**Task directions**. Retype each of the following entries line for line, with no changes.

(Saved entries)
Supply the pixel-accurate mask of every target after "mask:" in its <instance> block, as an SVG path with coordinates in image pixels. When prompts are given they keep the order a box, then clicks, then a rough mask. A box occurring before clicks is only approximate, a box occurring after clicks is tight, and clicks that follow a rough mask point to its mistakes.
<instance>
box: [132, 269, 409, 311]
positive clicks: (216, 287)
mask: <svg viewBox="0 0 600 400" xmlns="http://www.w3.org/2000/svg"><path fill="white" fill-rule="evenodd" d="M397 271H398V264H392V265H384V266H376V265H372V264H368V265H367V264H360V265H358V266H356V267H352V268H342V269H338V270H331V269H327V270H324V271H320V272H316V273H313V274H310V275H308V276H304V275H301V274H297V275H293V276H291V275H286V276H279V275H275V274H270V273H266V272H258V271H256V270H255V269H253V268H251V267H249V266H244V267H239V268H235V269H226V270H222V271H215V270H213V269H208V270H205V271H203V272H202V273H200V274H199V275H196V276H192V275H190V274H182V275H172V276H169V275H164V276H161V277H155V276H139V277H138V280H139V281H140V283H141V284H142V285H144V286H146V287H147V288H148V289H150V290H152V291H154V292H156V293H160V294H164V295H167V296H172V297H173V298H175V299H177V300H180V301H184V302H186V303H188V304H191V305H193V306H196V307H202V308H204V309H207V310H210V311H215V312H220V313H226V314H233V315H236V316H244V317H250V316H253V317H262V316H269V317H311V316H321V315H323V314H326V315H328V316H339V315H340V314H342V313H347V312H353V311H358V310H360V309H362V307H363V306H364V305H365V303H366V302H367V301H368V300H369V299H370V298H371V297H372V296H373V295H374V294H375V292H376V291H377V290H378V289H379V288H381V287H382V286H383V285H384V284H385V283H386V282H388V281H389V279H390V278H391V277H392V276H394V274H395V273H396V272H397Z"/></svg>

**Answer section**.
Supply the pixel-accurate mask of every target after "mask:" in its <instance> block, as an SVG path with coordinates in image pixels. When prompts are given they keep the order a box, then clicks, then a rough mask. A box occurring before clicks is only approximate, a box occurring after clicks is tight, and clicks that follow a rough mask point to its mistakes.
<instance>
box: [132, 269, 409, 311]
positive clicks: (216, 287)
mask: <svg viewBox="0 0 600 400" xmlns="http://www.w3.org/2000/svg"><path fill="white" fill-rule="evenodd" d="M397 271H398V264H392V265H384V266H376V265H372V264H368V265H367V264H360V265H358V266H356V267H352V268H342V269H338V270H331V269H327V270H324V271H320V272H316V273H313V274H310V275H308V276H304V275H301V274H297V275H293V276H291V275H286V276H279V275H275V274H270V273H266V272H258V271H256V270H255V269H253V268H251V267H249V266H244V267H239V268H235V269H226V270H222V271H215V270H213V269H208V270H205V271H203V272H202V273H200V274H199V275H196V276H192V275H190V274H182V275H172V276H169V275H164V276H161V277H155V276H139V277H138V280H139V281H140V283H141V284H142V285H144V286H146V287H147V288H148V289H150V290H152V291H154V292H156V293H160V294H164V295H167V296H172V297H173V298H175V299H177V300H180V301H184V302H186V303H188V304H191V305H193V306H196V307H202V308H204V309H207V310H210V311H215V312H220V313H226V314H233V315H236V316H244V317H250V316H253V317H262V316H269V317H311V316H321V315H323V314H326V315H328V316H339V315H340V314H342V313H347V312H353V311H358V310H360V309H362V307H363V306H364V305H365V303H366V302H367V301H368V300H369V299H370V298H371V297H372V296H373V295H374V294H375V292H376V291H377V290H378V289H379V288H381V287H382V286H383V285H384V284H385V283H386V282H388V281H389V279H390V278H391V277H392V276H394V274H395V273H396V272H397Z"/></svg>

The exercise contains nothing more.